## [PROBLEM]
Copy out, exactly as given, every line from the line with "Can you find the white td" to the end of the listing, both of those lines included.

=== Section Start ===

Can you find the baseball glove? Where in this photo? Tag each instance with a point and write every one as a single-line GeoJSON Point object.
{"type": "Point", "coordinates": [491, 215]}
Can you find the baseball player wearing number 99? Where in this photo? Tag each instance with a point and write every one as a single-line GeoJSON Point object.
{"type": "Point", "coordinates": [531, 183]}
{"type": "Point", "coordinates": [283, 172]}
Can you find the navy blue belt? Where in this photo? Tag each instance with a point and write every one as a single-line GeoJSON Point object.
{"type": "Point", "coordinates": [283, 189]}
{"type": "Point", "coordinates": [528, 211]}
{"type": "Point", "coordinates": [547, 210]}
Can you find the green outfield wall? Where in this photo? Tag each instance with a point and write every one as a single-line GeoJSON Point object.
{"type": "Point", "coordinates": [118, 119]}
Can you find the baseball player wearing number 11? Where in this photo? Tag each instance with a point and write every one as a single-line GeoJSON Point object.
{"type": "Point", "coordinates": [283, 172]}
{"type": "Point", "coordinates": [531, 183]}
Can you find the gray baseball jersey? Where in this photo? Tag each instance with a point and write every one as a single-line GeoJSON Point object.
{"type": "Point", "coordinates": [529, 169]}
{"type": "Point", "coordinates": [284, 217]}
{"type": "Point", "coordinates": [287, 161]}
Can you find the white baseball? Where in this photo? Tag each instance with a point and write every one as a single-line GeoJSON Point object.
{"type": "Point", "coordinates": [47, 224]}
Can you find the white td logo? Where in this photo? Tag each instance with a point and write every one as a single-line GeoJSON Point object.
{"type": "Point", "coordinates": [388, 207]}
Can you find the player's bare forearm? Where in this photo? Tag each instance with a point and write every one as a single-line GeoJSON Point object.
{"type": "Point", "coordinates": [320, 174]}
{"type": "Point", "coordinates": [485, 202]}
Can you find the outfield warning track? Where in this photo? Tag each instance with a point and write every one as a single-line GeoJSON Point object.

=== Section End ===

## [OUTPUT FOR THIS TASK]
Can you find the white td logo? Where in this photo? Tag each instance with a point and write every one as a single-line GeoJSON Point object.
{"type": "Point", "coordinates": [388, 207]}
Can you find the player's bare forearm? Where in this photo? Tag each instance with a point and write every one as a single-line GeoJSON Point object.
{"type": "Point", "coordinates": [320, 174]}
{"type": "Point", "coordinates": [485, 202]}
Can you find the outfield warning track? Where in this photo? Tag each instance with a point and write every one as a single-line GeoJSON Point object.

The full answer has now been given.